Requirement: Extract every line of the items below without changing a word, and leave out the pictures.

Point annotations for photos
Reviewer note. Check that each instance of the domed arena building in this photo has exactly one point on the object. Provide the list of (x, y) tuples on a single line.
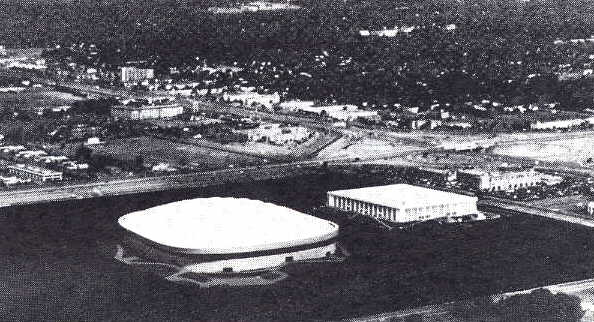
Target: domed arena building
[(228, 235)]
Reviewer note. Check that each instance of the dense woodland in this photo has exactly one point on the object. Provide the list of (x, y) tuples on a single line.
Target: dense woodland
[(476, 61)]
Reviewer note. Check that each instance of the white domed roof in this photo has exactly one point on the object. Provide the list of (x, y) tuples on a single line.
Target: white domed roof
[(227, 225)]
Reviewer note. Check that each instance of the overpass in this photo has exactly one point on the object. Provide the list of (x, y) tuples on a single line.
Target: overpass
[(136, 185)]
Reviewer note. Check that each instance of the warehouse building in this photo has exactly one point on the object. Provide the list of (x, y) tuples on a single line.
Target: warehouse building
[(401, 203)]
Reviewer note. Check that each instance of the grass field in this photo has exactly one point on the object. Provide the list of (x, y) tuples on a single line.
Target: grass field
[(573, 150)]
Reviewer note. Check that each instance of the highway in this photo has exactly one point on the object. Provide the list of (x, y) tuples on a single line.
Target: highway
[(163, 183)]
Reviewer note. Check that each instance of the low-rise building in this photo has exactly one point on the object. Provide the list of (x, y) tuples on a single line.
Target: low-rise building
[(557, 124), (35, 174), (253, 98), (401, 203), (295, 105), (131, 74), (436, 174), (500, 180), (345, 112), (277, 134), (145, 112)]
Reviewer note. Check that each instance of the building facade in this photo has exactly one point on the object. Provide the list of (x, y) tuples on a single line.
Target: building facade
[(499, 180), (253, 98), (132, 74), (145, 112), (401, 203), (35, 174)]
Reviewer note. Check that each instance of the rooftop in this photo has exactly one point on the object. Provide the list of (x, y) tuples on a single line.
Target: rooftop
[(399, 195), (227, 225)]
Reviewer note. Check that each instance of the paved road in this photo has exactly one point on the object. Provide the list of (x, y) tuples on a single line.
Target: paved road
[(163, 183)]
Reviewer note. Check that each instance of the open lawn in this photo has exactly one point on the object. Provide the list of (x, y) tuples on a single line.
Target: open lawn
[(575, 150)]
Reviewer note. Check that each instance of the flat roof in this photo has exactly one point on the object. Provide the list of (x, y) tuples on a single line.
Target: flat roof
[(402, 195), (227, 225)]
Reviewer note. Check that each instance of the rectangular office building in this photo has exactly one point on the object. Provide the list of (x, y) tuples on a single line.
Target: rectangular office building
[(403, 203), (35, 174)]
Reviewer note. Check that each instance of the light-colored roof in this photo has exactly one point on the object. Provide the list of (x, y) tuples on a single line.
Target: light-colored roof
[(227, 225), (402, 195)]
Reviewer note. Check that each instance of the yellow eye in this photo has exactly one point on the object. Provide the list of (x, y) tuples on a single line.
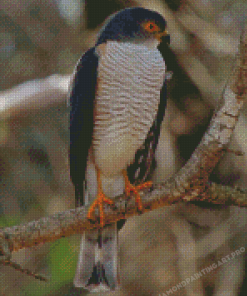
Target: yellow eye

The reply:
Reviewer note. Check that each instance of the domed arena building in this photo has exactly one point on the object. Provide the list of (x, y) tuples on a single line.
Target: domed arena building
[(228, 235)]
Reviewer note. Check that each instance of the dense woodland in this photo has exactly one point on the object. Provide the list of (x, y) tuples on a single line.
Target: dense woodland
[(476, 61)]
Reviewer note. Check that each instance of the white domed roof in this photo has exactly one point on the object. Provide the list of (x, y) tuples on a single line.
Target: white domed roof
[(227, 225)]
Reviewer note. Check that each instance of the overpass in this photo has exactly one point on the object. Provide the list of (x, y) tuples on a single line.
Target: overpass
[(136, 185)]
Reviewer note. Check that each instance of the warehouse building in this photo has exactly one point on the object. Provide the list of (x, y) tuples on a single line.
Target: warehouse building
[(401, 203)]
Reviewer note. Check that each instance of the grass field in this photo has exactly one point on the object. Provide the list of (x, y) tuples on a single line.
Target: grass field
[(573, 150)]
Reviewer note. Check that each instance of the highway in this photo has exactly one point on the object. Provide the list of (x, y) tuples on a single line.
Target: highway
[(163, 183)]
Reviewer note. Check that each instance of the low-rise building in this photo has exactly one point on the object. Provide the list of (x, y) tuples on a single line.
Target: low-rise building
[(557, 124), (35, 174), (253, 98), (401, 203), (295, 105), (131, 74), (436, 174), (500, 180), (345, 112), (277, 134), (145, 112)]
Reviewer note. Check that each instance of the building facade in this photo has exactly one point on the object. Provide the list of (x, y) tuples on a single line.
Target: building facade
[(499, 180), (253, 98), (132, 74), (145, 112), (401, 203), (35, 174)]
Reviewer note. Check that each instance of the rooftop in this photo has exactly one point on the object. Provide the list of (x, y) tuples on a single line.
Target: rooftop
[(399, 195), (227, 225)]
Reviewer note. Check that each instance of the paved road in this photo has exactly one point on the object. Provide the list of (x, y) tuples on a single line.
Target: paved road
[(163, 183)]
Reviewer note. Check that each instance of the open lawn in this photo has exactly one point on the object. Provide the list of (x, y) tuples on a single line.
Target: open lawn
[(575, 150)]
Reviewer note. Check that each instance of the flat roof in this photo has exactly one point on the object. Provide the list of (x, y) tuples on a single line.
Target: flat roof
[(402, 195), (227, 225)]
Reviewer note. Check that each instance of the rectangular office building in this photo has exactly one point on the object. Provide the list of (x, y) tuples on a single line.
Target: rectangular office building
[(403, 203), (35, 174)]
Reviewer note. Check that each instance of the light-colored roof in this photo has exactly one point on the object. Provide the list of (x, y) tuples on a single line.
Target: light-colored roof
[(227, 225), (402, 195)]
Reviewer note. Check that each instance of the yellow eye in this photo has exactly one point on the object. Provide the list of (x, y) tuples on a single line.
Target: yellow eye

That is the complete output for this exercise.